• [PROBLEM REQUIREMENTS]: The records that follow are to be given again exactly. Do not carry over any image.

-- -- --

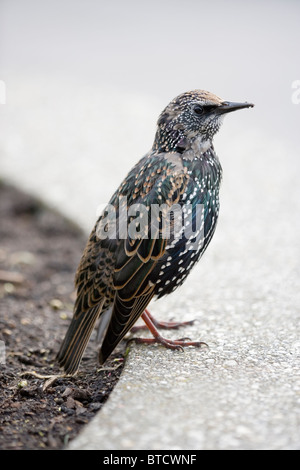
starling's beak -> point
(228, 106)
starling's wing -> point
(94, 294)
(137, 257)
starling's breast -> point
(200, 210)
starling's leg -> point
(168, 343)
(164, 324)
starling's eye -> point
(198, 109)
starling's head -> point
(195, 115)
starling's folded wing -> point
(137, 257)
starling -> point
(155, 228)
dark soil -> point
(39, 253)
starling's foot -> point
(168, 343)
(164, 324)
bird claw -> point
(170, 344)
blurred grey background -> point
(85, 83)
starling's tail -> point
(76, 339)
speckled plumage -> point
(117, 278)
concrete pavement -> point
(70, 140)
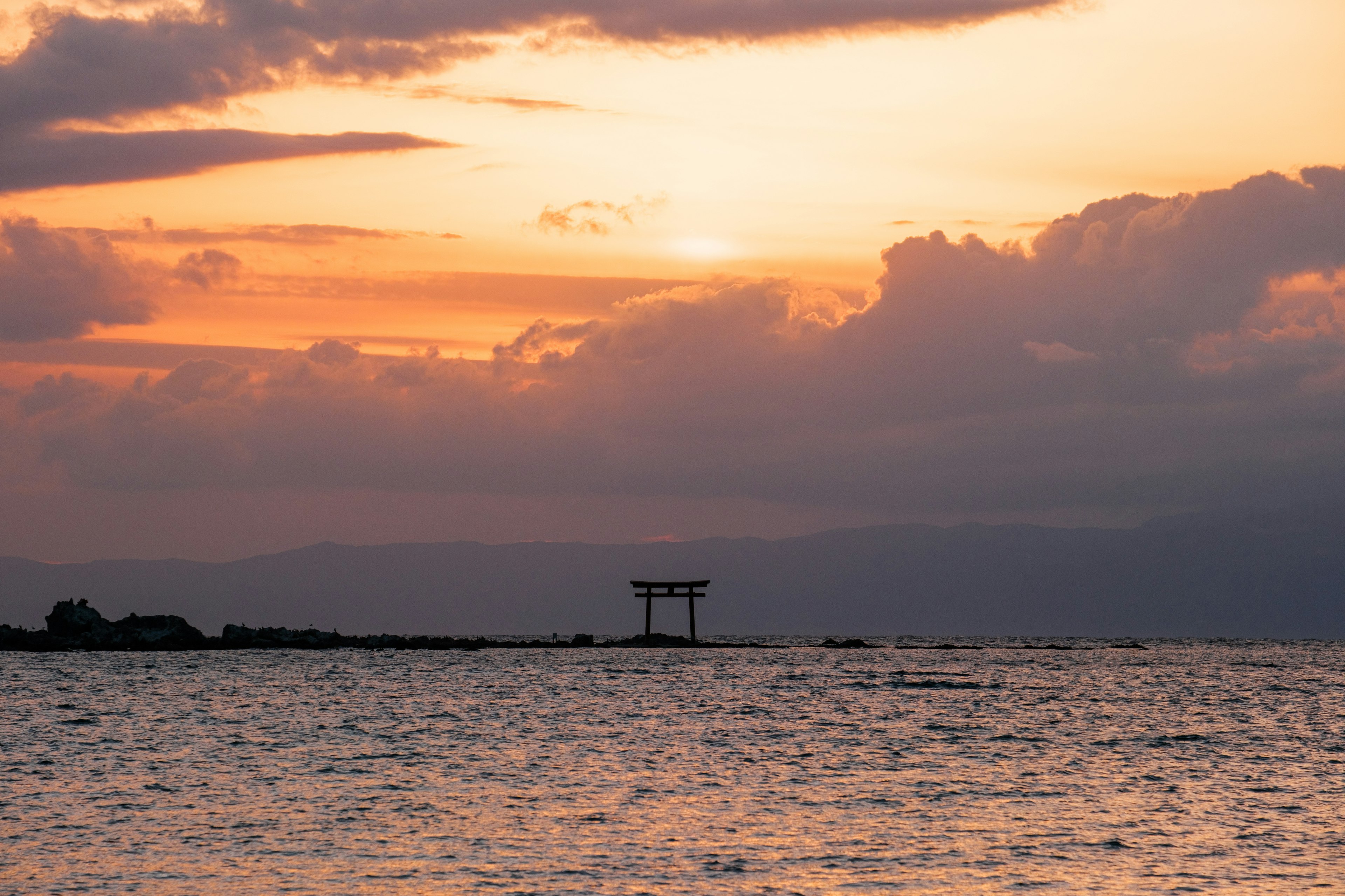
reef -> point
(77, 626)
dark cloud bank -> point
(108, 70)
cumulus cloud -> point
(208, 268)
(58, 286)
(147, 58)
(1144, 353)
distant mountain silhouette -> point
(1238, 574)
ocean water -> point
(1189, 767)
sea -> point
(1194, 766)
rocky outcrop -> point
(77, 626)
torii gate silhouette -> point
(670, 590)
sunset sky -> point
(274, 272)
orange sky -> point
(773, 159)
(625, 270)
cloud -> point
(294, 235)
(1058, 352)
(595, 218)
(51, 159)
(1143, 353)
(57, 286)
(208, 268)
(146, 58)
(524, 104)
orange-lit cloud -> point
(116, 69)
(56, 286)
(595, 218)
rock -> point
(69, 619)
(159, 633)
(848, 644)
(244, 638)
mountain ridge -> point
(1271, 574)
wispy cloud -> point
(522, 104)
(306, 235)
(595, 218)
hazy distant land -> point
(1247, 575)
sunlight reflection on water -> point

-- -- --

• [SOLUTION]:
starling's beak -> point
(228, 106)
starling's wing -> point
(94, 294)
(137, 257)
starling's breast -> point
(200, 210)
starling's leg -> point
(168, 343)
(164, 324)
starling's eye -> point
(198, 109)
starling's head -> point
(195, 115)
starling's folded wing -> point
(137, 257)
starling -> point
(155, 228)
dark soil -> point
(39, 253)
starling's foot -> point
(168, 343)
(164, 324)
bird claw -> point
(170, 344)
blurred grey background -> point
(85, 83)
starling's tail -> point
(76, 339)
speckled plumage -> point
(117, 278)
concrete pavement -> point
(70, 140)
reef -> point
(77, 626)
dark cloud bank -> point
(108, 70)
cumulus cloud -> point
(208, 268)
(58, 286)
(147, 58)
(1144, 353)
distant mountain silhouette -> point
(1238, 574)
ocean water -> point
(1189, 767)
sea -> point
(1194, 766)
rocky outcrop -> point
(77, 626)
torii gate silhouette -> point
(670, 590)
sunset sky -> point
(274, 272)
orange sky -> point
(773, 159)
(625, 270)
cloud -> point
(294, 235)
(1058, 352)
(595, 218)
(51, 159)
(1143, 353)
(57, 286)
(208, 268)
(146, 58)
(524, 104)
orange-lit cloud -> point
(116, 69)
(56, 286)
(595, 218)
rock -> point
(69, 619)
(159, 633)
(848, 644)
(244, 638)
mountain ridge -> point
(1271, 574)
wispy cloud -> point
(522, 104)
(306, 235)
(595, 218)
hazy distant land -> point
(1247, 575)
sunlight reflection on water -> point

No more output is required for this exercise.